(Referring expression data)
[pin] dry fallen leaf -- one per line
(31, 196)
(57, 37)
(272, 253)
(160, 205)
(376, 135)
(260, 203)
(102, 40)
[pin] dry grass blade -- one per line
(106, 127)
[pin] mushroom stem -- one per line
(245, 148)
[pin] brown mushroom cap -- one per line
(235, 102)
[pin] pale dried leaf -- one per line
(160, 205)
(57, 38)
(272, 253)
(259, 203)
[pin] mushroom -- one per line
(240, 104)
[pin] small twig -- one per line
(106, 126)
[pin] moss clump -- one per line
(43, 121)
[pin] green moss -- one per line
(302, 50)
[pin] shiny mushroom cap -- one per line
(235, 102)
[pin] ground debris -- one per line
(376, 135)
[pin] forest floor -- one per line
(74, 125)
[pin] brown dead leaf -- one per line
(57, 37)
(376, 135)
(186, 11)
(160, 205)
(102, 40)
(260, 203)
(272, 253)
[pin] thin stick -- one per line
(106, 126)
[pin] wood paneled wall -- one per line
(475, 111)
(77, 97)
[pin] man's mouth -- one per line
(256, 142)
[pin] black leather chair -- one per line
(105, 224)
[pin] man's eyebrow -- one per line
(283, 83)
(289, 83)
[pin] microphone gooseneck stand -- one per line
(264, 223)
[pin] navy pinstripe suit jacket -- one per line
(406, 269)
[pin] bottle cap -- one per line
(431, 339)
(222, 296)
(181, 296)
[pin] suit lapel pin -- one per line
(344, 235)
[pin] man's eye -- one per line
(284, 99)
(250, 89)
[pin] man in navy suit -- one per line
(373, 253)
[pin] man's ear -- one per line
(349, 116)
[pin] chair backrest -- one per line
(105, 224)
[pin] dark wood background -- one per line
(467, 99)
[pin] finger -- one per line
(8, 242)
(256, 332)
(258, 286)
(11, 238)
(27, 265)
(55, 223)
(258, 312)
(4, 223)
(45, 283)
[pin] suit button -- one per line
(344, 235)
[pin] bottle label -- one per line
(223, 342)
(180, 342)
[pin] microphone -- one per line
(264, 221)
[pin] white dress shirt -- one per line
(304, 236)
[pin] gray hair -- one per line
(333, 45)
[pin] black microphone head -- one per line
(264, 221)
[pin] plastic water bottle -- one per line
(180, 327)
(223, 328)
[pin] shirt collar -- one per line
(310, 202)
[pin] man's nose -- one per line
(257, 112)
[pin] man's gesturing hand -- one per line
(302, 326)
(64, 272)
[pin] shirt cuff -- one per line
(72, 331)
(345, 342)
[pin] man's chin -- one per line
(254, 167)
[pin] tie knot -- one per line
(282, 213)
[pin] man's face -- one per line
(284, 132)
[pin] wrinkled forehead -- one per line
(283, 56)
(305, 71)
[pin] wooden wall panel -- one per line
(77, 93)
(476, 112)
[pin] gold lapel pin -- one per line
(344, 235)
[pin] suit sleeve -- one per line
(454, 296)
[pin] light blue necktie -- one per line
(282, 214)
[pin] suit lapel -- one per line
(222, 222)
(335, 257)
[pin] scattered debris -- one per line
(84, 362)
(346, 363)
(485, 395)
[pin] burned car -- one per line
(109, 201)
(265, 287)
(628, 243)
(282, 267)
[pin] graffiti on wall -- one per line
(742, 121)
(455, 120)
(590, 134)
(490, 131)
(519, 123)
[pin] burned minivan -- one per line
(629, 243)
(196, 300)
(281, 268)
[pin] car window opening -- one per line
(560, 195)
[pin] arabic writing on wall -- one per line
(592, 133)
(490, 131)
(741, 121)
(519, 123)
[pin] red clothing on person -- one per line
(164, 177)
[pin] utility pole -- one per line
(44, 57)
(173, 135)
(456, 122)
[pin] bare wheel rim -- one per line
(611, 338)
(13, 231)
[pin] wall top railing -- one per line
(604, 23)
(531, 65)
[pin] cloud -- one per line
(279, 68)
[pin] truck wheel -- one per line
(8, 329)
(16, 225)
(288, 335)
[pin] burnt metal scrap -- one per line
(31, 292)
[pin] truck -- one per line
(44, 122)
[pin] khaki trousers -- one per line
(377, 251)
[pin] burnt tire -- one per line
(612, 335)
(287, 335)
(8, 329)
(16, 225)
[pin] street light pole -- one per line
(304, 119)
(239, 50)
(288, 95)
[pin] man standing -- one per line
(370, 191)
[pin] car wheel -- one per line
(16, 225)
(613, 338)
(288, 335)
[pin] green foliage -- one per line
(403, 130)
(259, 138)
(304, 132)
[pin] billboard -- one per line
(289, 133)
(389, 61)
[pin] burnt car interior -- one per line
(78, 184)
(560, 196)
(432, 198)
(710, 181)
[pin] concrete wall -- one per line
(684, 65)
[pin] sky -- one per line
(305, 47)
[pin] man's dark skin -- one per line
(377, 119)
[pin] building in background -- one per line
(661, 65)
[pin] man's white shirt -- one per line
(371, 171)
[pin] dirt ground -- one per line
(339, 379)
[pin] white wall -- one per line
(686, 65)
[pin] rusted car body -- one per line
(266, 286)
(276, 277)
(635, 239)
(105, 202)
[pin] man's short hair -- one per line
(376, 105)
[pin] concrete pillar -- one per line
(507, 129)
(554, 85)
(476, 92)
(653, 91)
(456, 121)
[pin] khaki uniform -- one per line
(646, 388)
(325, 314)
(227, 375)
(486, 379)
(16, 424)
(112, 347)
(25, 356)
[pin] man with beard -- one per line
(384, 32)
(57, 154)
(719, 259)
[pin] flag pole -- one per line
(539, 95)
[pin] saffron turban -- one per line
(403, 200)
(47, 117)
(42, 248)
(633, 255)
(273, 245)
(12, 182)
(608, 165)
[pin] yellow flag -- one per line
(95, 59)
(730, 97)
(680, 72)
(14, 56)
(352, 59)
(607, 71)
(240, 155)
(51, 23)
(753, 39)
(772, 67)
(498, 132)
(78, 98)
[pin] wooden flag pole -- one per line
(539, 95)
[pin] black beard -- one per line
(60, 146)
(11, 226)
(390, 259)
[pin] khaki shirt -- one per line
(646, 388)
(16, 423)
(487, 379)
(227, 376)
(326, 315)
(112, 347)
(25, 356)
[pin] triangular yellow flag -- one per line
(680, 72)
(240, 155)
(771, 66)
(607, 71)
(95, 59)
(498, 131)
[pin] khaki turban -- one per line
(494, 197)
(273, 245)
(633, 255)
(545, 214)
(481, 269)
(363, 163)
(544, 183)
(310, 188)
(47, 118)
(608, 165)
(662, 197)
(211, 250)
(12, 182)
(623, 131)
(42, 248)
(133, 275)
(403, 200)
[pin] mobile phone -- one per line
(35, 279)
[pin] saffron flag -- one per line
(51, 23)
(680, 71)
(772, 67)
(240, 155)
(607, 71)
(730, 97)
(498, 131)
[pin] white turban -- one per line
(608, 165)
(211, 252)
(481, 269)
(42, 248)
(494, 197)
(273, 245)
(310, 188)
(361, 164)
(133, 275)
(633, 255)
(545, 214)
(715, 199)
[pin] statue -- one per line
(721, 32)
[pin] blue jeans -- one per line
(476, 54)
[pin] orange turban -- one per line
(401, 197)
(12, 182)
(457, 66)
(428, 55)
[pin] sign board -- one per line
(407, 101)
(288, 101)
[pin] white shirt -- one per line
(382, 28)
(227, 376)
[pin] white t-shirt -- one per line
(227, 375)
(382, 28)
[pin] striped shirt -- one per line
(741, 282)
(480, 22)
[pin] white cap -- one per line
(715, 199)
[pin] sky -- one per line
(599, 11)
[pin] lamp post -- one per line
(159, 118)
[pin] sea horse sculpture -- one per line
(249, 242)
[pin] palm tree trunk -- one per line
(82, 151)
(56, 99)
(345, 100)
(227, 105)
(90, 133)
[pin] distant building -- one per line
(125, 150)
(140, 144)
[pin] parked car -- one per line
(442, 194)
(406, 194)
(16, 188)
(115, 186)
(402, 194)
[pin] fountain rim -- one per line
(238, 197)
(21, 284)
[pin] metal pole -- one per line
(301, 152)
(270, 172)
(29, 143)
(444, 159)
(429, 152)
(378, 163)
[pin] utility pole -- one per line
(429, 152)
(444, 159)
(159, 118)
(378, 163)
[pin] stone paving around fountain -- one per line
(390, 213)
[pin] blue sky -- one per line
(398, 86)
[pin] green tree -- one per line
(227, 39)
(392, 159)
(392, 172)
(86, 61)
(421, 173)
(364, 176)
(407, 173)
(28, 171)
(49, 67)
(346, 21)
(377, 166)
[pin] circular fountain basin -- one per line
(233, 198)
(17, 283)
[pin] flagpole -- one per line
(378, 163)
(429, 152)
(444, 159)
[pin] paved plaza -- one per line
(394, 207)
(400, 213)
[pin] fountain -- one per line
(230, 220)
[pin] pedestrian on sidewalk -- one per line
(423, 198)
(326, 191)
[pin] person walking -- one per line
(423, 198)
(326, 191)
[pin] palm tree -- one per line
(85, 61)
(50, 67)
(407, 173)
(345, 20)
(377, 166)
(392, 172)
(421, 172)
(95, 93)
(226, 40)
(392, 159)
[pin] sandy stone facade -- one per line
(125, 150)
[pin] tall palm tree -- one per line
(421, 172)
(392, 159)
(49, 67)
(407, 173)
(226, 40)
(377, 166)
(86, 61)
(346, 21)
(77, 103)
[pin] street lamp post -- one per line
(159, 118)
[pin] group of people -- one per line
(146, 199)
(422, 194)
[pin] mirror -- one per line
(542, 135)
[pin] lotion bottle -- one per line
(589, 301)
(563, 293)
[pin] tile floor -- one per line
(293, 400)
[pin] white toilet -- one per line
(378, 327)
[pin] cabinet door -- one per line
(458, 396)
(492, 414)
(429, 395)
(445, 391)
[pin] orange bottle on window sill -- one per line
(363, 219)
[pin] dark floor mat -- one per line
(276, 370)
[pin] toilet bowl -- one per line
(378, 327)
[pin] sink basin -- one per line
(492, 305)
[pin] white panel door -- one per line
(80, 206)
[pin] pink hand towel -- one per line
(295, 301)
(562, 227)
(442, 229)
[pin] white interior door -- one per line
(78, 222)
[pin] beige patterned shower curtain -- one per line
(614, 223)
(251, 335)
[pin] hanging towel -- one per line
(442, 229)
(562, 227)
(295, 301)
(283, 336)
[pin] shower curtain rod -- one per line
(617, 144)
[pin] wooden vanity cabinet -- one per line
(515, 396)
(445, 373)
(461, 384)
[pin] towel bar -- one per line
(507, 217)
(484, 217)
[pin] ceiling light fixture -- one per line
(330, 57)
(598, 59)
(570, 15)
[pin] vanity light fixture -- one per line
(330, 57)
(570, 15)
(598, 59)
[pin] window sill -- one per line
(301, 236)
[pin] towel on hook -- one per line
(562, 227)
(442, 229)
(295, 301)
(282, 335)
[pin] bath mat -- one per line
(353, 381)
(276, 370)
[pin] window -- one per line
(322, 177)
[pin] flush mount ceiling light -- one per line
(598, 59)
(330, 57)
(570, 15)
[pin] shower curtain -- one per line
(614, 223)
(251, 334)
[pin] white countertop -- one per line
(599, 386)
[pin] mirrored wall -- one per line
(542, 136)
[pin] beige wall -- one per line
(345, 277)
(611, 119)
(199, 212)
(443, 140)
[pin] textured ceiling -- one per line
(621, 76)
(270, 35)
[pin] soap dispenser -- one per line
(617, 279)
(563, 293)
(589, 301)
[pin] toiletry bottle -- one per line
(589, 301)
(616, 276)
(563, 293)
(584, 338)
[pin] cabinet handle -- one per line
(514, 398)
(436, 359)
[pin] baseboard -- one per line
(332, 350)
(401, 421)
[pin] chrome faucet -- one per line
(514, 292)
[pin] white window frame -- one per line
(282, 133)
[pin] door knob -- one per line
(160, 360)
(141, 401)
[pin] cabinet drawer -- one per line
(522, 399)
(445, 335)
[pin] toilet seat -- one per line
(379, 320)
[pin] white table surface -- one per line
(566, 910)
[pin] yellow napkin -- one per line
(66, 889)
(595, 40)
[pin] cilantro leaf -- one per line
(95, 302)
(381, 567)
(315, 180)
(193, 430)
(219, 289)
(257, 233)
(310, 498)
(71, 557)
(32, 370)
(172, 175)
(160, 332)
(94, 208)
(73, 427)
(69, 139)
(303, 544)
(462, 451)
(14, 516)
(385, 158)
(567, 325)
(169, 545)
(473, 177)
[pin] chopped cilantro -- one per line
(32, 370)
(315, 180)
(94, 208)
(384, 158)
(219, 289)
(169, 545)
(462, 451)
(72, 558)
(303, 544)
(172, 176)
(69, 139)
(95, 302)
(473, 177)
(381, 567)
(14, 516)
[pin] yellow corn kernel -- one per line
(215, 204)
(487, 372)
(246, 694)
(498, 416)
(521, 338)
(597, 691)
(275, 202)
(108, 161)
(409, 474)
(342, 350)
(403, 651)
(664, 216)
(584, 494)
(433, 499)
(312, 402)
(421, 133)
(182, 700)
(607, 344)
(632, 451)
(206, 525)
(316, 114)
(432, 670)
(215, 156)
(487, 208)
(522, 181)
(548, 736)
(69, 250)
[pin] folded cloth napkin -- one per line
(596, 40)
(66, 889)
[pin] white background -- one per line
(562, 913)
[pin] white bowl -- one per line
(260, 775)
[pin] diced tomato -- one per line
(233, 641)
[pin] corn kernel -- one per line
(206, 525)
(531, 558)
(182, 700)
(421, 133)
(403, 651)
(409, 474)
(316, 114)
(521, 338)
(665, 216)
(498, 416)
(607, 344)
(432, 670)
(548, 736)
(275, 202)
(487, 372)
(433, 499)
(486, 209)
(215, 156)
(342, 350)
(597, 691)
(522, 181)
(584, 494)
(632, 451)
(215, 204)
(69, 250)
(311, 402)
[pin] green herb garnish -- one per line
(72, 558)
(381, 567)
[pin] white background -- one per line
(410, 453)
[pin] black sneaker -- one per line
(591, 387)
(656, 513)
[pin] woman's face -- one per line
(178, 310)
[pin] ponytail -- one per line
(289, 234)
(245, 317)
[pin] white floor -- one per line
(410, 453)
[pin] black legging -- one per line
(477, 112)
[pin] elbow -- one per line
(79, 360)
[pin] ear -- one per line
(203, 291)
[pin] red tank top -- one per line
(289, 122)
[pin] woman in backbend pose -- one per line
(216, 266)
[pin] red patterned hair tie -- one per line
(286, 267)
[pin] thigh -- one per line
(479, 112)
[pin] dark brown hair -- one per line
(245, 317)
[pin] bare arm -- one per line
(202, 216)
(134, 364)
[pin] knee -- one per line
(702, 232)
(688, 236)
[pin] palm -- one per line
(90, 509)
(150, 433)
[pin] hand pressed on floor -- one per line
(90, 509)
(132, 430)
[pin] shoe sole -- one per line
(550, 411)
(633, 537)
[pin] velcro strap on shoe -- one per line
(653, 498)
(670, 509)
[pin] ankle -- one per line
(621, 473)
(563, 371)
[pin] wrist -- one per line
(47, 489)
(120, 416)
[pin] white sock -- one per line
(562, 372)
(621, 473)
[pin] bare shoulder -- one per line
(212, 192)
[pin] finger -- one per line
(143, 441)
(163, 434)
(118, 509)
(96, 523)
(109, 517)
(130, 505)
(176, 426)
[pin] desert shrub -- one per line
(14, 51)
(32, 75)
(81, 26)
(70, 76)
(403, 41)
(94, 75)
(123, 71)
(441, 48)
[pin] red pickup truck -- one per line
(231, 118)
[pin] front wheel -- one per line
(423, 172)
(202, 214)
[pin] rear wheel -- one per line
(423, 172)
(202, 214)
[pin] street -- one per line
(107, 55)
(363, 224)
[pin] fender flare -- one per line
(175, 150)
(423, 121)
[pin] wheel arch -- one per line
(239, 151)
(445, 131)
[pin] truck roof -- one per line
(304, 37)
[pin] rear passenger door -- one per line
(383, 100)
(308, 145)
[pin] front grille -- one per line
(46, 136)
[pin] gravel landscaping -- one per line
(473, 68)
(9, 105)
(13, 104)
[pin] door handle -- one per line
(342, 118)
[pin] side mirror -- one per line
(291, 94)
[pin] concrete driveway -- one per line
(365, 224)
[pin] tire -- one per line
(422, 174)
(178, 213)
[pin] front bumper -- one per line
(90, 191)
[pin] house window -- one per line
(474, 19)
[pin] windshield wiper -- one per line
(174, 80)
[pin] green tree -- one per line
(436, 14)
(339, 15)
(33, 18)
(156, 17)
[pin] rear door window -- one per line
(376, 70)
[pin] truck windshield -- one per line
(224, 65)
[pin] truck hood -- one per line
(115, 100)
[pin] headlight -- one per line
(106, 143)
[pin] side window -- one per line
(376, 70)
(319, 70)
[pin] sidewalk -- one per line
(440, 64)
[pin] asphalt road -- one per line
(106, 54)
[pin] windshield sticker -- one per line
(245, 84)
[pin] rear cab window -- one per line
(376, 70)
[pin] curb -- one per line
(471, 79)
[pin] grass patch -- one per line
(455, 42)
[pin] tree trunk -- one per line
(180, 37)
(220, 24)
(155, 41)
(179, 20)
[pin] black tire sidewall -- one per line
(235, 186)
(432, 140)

» Task objective
Beginning with the line that contains "[pin] truck windshield -- one per line", return every line through the end of the data above, exactly as written.

» Exercise solution
[pin] truck windshield -- one per line
(224, 65)
[pin] truck hood -- one per line
(115, 100)
[pin] headlight -- one per line
(106, 143)
[pin] side window -- one per line
(376, 70)
(319, 70)
[pin] sidewalk -- one per line
(440, 64)
[pin] asphalt road -- one per line
(106, 54)
[pin] windshield sticker -- one per line
(245, 84)
[pin] rear cab window -- one per line
(376, 70)
[pin] curb -- one per line
(471, 79)
[pin] grass patch -- one per line
(455, 42)
[pin] tree trunk -- one per line
(180, 37)
(220, 24)
(155, 41)
(179, 20)
[pin] black tire sidewall -- one per line
(235, 186)
(432, 140)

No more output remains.